**Challenge**
Render the rows from the line containing "Could you please locate the forested" through the final line of the rows, both included, as a Markdown table with the columns No. and Line, numbering each line and omitting blank lines.
-- start Supplied material --
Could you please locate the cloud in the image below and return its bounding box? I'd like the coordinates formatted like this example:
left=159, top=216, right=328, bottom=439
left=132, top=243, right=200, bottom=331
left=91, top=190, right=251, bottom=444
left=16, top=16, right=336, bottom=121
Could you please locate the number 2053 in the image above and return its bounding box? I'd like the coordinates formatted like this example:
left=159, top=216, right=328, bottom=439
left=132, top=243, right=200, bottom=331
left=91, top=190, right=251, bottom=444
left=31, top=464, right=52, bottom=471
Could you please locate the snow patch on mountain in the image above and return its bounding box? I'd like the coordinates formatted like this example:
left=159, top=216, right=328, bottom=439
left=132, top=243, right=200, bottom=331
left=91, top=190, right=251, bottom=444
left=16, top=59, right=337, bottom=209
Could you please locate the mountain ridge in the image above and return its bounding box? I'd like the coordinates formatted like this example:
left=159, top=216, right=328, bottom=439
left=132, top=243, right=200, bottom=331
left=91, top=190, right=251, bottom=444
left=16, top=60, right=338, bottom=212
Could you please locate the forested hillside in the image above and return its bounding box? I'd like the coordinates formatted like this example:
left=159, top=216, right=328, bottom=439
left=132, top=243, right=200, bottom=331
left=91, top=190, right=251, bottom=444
-- end Supplied material --
**Output below**
| No. | Line |
|---|---|
| 1 | Could you please locate the forested hillside in the image above and return its bounding box? I'd like the coordinates formatted like this example: |
| 2 | left=159, top=216, right=328, bottom=439 |
| 3 | left=132, top=243, right=200, bottom=331 |
| 4 | left=91, top=190, right=251, bottom=444 |